*PROVIDED TEXT*.
+ + + + +

# First Notebook

In this first notebook, key concepts for the rest of the project are defined, including the selected dataset, the main directory paths used for communication between notebooks, and the preprocessing structure.

The dataset used in this project requires generating reduced `.json` annotation files for efficient processing and CPU-based training.

The base dataset selected is **COCO 2017**, which can be publicly downloaded from the following link:

https://www.kaggle.com/datasets/awsaf49/coco-2017-dataset

For this project, the dataset is assumed to be already downloaded locally; therefore, it will not be automatically downloaded within this repository.

To reproduce the results, you must manually download the dataset from the link above and place it in the following directory:

IA-final/data/archive/coco2017


## Objectives

1. Verify the structure of the COCO2017 dataset located at:

   data/archive/coco2017

2. Confirm that all required files and folders exist and are properly organized.

3. Load the annotation files:
   - instances_train2017.json
   - instances_val2017.json

4. Define three target classes to enable efficient CPU-based training.

5. Generate and save a `labelmap.json` file containing the selected target classes for use in subsequent notebooks.


In [None]:
"""
- Import standard libraries used throughout the notebook.

"""

import json
import os
from pathlib import Path
from collections import Counter


## 1. Creation and Validation of Essential Project Directories

This section defines and validates the essential project directories required for the workflow. It ensures that all necessary folders exist and are properly structured before proceeding with dataset processing and model training.


In [None]:
"""

In this first section:
- Defines the COCO2017 dataset paths in a unique and centralized way.
- Sets fixed target classes: person, car, airplane. These classes were selected because they have a large number of instances in the dataset.
- Creates the data/processed directory if it does not exist.
- Stores the absolute path to avoid conflicts in notebooks.
"""
PROJECT_ROOT = Path("..")     

COCO_ROOT = PROJECT_ROOT / "data" / "archive" / "coco2017"

+ + + + +

*PROVIDED INFORMATION*.
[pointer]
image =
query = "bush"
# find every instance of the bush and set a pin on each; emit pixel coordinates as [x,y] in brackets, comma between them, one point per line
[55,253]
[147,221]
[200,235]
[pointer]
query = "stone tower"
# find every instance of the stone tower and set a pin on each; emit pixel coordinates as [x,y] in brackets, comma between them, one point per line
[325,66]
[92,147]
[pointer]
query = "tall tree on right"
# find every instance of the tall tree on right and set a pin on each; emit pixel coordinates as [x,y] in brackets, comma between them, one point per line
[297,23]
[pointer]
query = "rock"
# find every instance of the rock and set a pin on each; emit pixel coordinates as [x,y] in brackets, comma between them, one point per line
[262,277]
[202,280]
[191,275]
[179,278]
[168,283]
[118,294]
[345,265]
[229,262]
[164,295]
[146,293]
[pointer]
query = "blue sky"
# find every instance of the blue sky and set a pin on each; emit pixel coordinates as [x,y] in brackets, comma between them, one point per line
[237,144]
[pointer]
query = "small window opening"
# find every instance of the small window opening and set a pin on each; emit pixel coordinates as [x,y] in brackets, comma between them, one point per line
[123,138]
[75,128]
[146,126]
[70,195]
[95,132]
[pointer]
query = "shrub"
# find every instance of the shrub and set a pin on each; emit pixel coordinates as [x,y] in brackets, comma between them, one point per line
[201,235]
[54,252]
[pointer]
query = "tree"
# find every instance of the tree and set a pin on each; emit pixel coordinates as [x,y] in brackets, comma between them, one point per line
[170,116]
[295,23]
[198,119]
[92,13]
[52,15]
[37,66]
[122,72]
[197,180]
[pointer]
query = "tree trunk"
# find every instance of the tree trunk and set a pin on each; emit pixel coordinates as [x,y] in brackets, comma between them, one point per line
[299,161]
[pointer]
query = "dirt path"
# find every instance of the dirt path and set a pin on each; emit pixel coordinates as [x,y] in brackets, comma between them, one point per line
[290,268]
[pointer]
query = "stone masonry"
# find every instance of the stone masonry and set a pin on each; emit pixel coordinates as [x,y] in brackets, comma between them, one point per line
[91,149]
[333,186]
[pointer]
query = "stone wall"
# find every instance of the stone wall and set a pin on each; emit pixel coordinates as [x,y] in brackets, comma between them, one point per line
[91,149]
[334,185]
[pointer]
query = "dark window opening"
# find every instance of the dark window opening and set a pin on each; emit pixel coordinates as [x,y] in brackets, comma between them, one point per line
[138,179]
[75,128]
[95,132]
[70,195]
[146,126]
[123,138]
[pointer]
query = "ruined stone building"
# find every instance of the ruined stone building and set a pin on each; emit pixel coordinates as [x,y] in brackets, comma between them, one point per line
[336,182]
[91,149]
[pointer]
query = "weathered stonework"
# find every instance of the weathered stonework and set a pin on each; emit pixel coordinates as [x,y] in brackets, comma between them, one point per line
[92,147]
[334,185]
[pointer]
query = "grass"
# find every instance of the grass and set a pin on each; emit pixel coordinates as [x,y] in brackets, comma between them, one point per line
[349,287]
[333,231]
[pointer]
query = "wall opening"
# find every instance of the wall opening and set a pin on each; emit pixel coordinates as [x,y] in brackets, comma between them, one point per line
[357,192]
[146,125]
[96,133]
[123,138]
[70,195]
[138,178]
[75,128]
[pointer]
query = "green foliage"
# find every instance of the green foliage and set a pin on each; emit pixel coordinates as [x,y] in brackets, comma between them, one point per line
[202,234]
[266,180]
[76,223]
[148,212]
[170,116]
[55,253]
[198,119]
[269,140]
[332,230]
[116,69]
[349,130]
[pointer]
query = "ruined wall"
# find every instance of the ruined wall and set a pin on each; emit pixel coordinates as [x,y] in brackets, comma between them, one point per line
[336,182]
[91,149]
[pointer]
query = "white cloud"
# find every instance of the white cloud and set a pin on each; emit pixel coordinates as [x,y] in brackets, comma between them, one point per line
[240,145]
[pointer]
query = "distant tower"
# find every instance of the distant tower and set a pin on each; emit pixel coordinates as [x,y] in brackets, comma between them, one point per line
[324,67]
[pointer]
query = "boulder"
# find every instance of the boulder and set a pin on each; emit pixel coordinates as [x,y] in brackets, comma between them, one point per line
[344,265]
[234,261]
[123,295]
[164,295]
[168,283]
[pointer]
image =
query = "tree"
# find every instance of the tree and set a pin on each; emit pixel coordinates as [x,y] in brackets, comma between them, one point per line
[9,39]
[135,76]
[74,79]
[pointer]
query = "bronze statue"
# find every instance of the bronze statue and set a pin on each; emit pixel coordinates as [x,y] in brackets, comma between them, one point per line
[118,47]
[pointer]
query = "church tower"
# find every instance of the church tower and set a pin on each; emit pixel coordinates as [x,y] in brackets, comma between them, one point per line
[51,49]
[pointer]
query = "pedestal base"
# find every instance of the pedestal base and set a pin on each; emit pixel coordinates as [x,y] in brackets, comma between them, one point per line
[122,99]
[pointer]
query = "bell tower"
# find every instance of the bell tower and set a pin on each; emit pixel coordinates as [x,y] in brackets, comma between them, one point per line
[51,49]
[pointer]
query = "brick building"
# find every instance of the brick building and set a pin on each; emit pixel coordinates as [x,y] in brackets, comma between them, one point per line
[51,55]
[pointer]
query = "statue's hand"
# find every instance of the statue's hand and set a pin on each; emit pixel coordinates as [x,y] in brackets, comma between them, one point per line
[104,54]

+ + + + +

*WRITTEN TASK 1*. Transcribe the part of the COCO dataset notebook starting with "4. Define three" and going on through "throughout the notebook.".
*WRITTEN TASK 2*. Pick up the COCO dataset notebook after its last line and carry it forward.

*RESULT 1*.
4. Define three target classes to enable efficient CPU-based training.

5. Generate and save a `labelmap.json` file containing the selected target classes for use in subsequent notebooks.


In [None]:
"""
- Import standard libraries used throughout the notebook.

*RESULT 2*.
TRAIN_DIR = (COCO_ROOT / "train2017").resolve()
VAL_DIR = (COCO_ROOT / "val2017").resolve()
ANN_DIR = (COCO_ROOT / "annotations").resolve()

TRAIN_ANN = (ANN_DIR / "instances_train2017.json").resolve()
VAL_ANN = (ANN_DIR / "instances_val2017.json").resolve()

PROCESSED_DIR = (PROJECT_ROOT / "data" / "processed").resolve()
PROCESSED_DIR.mkdir(parents=True, exist_ok=True)

PROJECT_CONFIG_PATH = (PROCESSED_DIR / "project_config.json").resolve()
LABELMAP_PATH = (PROCESSED_DIR / "labelmap.json").resolve()

TARGET_CLASSES = ["person", "car", "airplane"]

print("Para que confirmes que los datos mas improtantes se encuentren tras tu descarga se debe confirmar que todos estos archvios existan")
print("TRAIN_DIR:", TRAIN_DIR)
print("VAL_DIR  :", VAL_DIR)
print("ANN_DIR  :", ANN_DIR)
print("TRAIN_ANN:", TRAIN_ANN)
print("VAL_ANN  :", VAL_ANN)
print("PROCESSED_DIR:", PROCESSED_DIR)
print("Clases seleccionadas:", TARGET_CLASSES)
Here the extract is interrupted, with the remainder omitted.